Excerpt:

***

The EPUB format for dummies

2021/07/07 · 2151 words · 11 minutes to read

Categories Engineering Writing

Tags web epub

(This blog post was translated from French, and the images contain text in French. Hopefully that shouldn’t be a problem to understand the content.)

Hello my budding ferrets,

Outside, the sun is shining and the air is neither too hot nor too cold. It’s perfect weather for a trip down to the lake. There, you’ll unfold your towel on the sand and lie back with a good read, listening to the little birds and occasionally returning a couple of swans their haughty looks. A very good plan… Except you don’t want to ruin your book on this excursion. Fortunately, it’s the year 2021, so you own a e-reader. Ah, the digital book… you log in to your Kobo or Amazon account, choose your next reading, and bim… it’s in the box, everything synchronizes automatically.

***

Stated exercise a:
Name every category and tag under which the post on the EPUB format is filed.

Supplied data:
***

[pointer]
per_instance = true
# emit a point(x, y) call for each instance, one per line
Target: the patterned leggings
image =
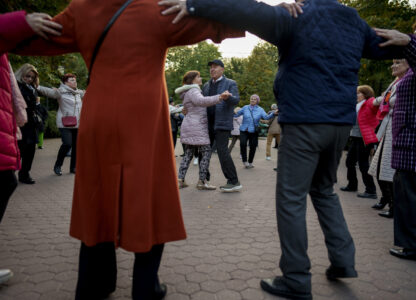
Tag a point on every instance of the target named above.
point(205, 151)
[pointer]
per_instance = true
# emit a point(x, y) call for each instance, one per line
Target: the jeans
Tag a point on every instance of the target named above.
point(309, 156)
point(220, 137)
point(69, 140)
point(253, 139)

***

Stated exercise b:
In the two records, switch "Tag a point" to "Mark a point" and reproduce them otherwise unchanged, omitting the pictures.

Correct answer a:
Engineering, Writing, web, epub

Correct answer b:
[pointer]
per_instance = true
# emit a point(x, y) call for each instance, one per line
Target: the patterned leggings
image =
Mark a point on every instance of the target named above.
point(205, 151)
[pointer]
per_instance = true
# emit a point(x, y) call for each instance, one per line
Target: the jeans
Mark a point on every instance of the target named above.
point(309, 156)
point(220, 137)
point(69, 140)
point(253, 139)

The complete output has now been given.